In 2016, Dr. Suzanne Dupuis-Blanchard, a noted nurse-researcher at University of Moncton and national influencer, and I were asked to co-chair the New Brunswick Council on Aging. We both accepted but only after being assured by Social Development Minister Cathy Rogers that government truly wanted to implement the changes that would make a serious improvement in the senior and long-term care system. One of the huge problems in health and long-term care services is that typically decisions get made regarding services, the organization of services, the timing of services, who delivers the service by persons occupying positions of authority. Decisions at a high regulatory level are made by government officials who may or may not, usually not, have had training and experience in the area of concern by the regulation. This phenomenon is not uncommon in governmental regulatory agencies.
At a clinical or direct service level, decisions get made by staff who are engaged, as is the case in nursing homes, to provide direction for administration, care, activity and such. Decisions are influenced by government regulations, national and provincial best-practices, and collaboration between service providers including physicians. Often equipment suppliers play a role as they introduce the best of technology at “trade shows” and communicate new technology to service providers. As noted in my commentary of January 13, 2024, the way out of the Chaos in health care, referenced by Horizon officials and the media, is not for the faint of heart. The chaos results from years of serious inattention to core issues by government at both political and civil service level. Emergency Departments, Primary Health Care and Long-Term Care, as the three areas named in the chaos over the Christmas period, are three of the elements of what is, in public policy, the most complex system known to man. Don’t take my word for it. Peter Drucker, one of the all-time most famous authors, teachers and researchers on organizations called hospitals “the most complex form of human organization we have ever attempted to manage.”
So, when political and civil service persons attempt solutions to crises as simply making cuts, changing boards, changing CEOs they miss the point. Fixing healthcare performance is not a matter for sound-bytes and photo-ops. That is why the reforms of 1992 in New Brunswick started with the organization and consolidation of hospitals with the intent of consolidating managerial and clinical program direction under regional sets of policies and regulations. But there has been so much tinkering since that time that the goals of reform have been all but missed. Did you find it odd that the most joyous season of the year had to be tainted with cries from the hospital authorities for people to stay away! In the messaging, the situation at emergency departments was described as chaotic. It was not a time that instilled confidence in what is definitely a distressed health care system. Government raised hopes during the last election that this would all be fixed. In fairness, the promises and raised expectations took place prior to the Pandemic and that was yet another tragedy for which the province was seemingly ill-prepared.

WORK INSTRUCTIONS
Can you pull the passage of the health care commentary between "In 2016, Dr." and "governmental regulatory agencies.", inclusive, word for word?

SUPPLIED INFORMATION
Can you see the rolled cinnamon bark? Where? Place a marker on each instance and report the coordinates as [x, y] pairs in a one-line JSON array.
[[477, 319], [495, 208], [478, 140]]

EXERCISE SOLUTION
In 2016, Dr. Suzanne Dupuis-Blanchard, a noted nurse-researcher at University of Moncton and national influencer, and I were asked to co-chair the New Brunswick Council on Aging. We both accepted but only after being assured by Social Development Minister Cathy Rogers that government truly wanted to implement the changes that would make a serious improvement in the senior and long-term care system. One of the huge problems in health and long-term care services is that typically decisions get made regarding services, the organization of services, the timing of services, who delivers the service by persons occupying positions of authority. Decisions at a high regulatory level are made by government officials who may or may not, usually not, have had training and experience in the area of concern by the regulation. This phenomenon is not uncommon in governmental regulatory agencies.